Your goal: Turn everything from the start of the entries down to the line containing "positive clicks: (55, 19)" into a numbered list, leaving out any blank lines.

Exercise data:
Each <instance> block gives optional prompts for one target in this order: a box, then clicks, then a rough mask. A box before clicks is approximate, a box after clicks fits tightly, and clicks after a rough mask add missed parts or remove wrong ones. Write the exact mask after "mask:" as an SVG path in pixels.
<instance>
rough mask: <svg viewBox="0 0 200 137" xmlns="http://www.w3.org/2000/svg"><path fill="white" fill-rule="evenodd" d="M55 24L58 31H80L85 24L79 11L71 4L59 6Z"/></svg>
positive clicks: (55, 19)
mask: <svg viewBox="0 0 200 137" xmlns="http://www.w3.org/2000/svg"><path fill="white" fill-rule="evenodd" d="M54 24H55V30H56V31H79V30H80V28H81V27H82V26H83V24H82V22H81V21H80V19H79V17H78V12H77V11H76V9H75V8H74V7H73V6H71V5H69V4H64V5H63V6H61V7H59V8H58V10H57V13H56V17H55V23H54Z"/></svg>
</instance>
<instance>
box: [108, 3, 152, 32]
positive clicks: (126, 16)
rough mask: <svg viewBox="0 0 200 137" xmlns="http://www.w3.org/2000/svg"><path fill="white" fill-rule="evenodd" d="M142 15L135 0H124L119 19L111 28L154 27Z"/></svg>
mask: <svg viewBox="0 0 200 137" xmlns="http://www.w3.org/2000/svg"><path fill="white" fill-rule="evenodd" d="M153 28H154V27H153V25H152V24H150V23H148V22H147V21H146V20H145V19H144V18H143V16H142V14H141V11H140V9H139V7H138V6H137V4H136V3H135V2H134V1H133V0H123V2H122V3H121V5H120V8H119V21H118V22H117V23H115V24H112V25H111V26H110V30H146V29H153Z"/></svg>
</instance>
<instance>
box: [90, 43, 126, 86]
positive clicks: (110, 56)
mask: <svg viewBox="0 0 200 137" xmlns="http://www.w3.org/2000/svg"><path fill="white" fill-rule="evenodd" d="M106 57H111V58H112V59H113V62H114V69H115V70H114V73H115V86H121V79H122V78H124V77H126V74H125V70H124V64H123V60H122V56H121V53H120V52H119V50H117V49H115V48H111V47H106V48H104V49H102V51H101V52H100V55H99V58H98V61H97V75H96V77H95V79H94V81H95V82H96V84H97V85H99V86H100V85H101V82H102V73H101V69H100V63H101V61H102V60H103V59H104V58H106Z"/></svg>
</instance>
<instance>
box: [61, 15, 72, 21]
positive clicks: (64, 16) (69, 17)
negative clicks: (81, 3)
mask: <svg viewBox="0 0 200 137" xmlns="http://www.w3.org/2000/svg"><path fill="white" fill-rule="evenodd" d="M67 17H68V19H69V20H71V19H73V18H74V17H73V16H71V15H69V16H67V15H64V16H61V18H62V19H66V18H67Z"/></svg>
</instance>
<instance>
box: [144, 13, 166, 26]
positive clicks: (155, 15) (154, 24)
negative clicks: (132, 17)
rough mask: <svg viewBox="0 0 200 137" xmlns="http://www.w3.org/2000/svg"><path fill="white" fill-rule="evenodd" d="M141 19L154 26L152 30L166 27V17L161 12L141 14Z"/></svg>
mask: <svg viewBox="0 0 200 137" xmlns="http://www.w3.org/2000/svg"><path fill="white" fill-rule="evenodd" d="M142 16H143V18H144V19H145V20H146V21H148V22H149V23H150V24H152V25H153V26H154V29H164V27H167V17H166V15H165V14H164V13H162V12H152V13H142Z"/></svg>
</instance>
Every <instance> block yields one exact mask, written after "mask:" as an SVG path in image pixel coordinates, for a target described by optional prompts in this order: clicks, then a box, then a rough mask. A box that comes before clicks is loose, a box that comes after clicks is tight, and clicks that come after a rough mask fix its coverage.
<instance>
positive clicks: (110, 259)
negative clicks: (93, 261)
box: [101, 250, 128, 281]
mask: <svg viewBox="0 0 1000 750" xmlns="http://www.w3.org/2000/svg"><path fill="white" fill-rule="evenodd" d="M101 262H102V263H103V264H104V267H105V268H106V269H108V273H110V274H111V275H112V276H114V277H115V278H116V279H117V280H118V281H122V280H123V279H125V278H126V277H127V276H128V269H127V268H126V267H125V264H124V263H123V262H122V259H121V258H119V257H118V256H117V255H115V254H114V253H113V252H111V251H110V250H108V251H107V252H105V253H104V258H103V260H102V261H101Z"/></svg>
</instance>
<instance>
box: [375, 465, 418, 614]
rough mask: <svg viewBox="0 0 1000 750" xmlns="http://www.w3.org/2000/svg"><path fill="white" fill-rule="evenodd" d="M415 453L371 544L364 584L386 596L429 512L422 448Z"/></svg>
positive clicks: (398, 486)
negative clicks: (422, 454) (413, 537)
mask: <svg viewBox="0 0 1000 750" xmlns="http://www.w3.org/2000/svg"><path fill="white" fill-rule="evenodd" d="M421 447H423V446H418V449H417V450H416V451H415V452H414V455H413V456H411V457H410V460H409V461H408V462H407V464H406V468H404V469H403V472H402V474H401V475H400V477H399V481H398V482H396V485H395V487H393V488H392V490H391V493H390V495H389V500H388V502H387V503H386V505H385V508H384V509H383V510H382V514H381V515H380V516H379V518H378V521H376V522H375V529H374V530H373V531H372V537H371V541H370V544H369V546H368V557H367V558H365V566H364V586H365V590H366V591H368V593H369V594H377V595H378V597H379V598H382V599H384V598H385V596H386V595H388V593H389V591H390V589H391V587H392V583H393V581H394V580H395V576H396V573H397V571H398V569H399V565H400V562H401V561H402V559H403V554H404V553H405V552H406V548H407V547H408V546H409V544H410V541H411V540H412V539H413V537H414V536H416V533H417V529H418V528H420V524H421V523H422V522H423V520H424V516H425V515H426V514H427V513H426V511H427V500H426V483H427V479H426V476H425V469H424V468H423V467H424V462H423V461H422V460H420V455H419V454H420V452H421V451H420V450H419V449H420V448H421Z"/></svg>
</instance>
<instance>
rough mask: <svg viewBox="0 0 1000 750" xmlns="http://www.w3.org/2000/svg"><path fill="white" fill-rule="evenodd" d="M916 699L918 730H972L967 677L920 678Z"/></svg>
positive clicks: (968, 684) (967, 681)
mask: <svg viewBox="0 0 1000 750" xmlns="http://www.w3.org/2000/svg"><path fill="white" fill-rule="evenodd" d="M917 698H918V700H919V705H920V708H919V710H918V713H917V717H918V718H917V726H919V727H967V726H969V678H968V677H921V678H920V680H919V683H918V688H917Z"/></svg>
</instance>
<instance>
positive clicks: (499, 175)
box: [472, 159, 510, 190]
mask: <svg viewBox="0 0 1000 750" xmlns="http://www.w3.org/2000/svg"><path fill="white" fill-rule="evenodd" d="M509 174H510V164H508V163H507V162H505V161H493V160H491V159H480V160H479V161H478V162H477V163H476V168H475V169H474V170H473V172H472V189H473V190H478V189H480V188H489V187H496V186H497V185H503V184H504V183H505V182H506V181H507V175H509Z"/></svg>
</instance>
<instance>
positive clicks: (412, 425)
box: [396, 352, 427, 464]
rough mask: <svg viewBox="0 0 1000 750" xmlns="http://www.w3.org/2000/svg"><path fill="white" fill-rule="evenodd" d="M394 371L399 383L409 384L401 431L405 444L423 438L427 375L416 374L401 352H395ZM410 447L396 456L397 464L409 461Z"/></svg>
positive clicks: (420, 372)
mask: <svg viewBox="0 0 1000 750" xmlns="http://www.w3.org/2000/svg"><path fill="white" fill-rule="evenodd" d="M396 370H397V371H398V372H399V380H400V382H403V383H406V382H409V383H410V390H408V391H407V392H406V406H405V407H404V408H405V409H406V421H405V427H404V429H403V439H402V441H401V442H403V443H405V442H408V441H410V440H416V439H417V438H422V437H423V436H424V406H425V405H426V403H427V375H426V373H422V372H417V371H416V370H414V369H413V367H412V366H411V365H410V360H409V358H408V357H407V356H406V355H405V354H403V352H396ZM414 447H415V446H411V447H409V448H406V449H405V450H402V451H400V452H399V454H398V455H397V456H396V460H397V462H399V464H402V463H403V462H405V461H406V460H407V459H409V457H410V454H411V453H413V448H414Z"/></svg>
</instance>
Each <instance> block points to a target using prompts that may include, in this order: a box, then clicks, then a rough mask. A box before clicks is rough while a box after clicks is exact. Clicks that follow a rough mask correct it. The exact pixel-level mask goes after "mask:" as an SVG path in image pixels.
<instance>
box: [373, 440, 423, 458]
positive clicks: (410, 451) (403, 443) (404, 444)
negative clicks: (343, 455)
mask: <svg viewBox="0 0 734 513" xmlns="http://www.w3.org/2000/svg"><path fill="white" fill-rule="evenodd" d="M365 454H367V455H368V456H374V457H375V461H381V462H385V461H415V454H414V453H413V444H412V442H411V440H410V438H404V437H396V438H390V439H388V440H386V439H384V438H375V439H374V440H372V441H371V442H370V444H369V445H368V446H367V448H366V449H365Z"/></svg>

Task response:
1. Each <instance> block gives optional prompts for one target in this order: a box, then clicks, then a rough mask. A box before clicks is approximate, a box after clicks fits tightly, and clicks after a rough mask add missed parts or remove wrong ones. Write the exact mask after "mask:" as an SVG path in pixels.
2. <instance>
3. rough mask: <svg viewBox="0 0 200 137" xmlns="http://www.w3.org/2000/svg"><path fill="white" fill-rule="evenodd" d="M55 24L58 31H80L85 24L79 11L71 4L59 6Z"/></svg>
4. positive clicks: (55, 19)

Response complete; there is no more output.